TEXT –
** Begin **
This is an interview question, the interview has been done.
Given a deck of rectangular cards, put them randomly on a rectangular table whose size is much larger than the total sum of cards' size. Some cards may overlap with each other randomly. Design an algorithm that can calculate the area the table covered by all cards and also analyze the time complexity of the algorithm. All coordinates of each vertex of all cards are known. The cards can overlap in any patterns.
My idea:
Sort the cards by its vertical coordinate descending order.
Scan the cards vertically from top to bottom after reaching an edge or vertices of a card, go on scanning with another scan line until it reached another edge, and find the area located between the two lines . Finally, sum all area located between two lines and get the result.
But, how to compute the area located between two lines is a problem if the area is irregular.
Any help is appreciated. thanks !
** End **
SET PROBLEM A – Please reproduce the records below line for line, leaving out the pictures.
The text and the records come from separate sources.

DATA SHOWN –
** Begin **
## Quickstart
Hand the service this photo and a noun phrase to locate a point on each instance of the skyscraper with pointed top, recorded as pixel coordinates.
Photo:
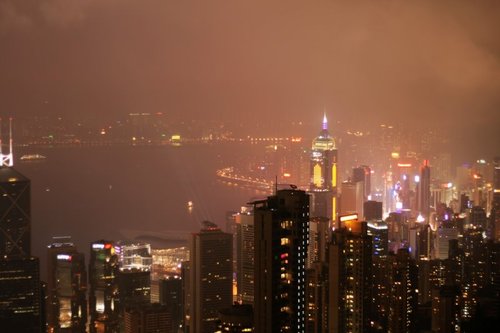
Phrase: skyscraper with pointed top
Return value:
(323, 184)
(20, 302)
** End **
SET PROBLEM B – In the card-area question, how does the size of the table compare with the cards?

WORKED SOLUTION A –
## Quickstart
Hand the service this photo and a noun phrase to locate a point on each instance of the skyscraper with pointed top, recorded as pixel coordinates.
Photo:
Phrase: skyscraper with pointed top
Return value:
(323, 184)
(20, 302)

WORKED SOLUTION B – The table is much larger than the total sum of the cards' size.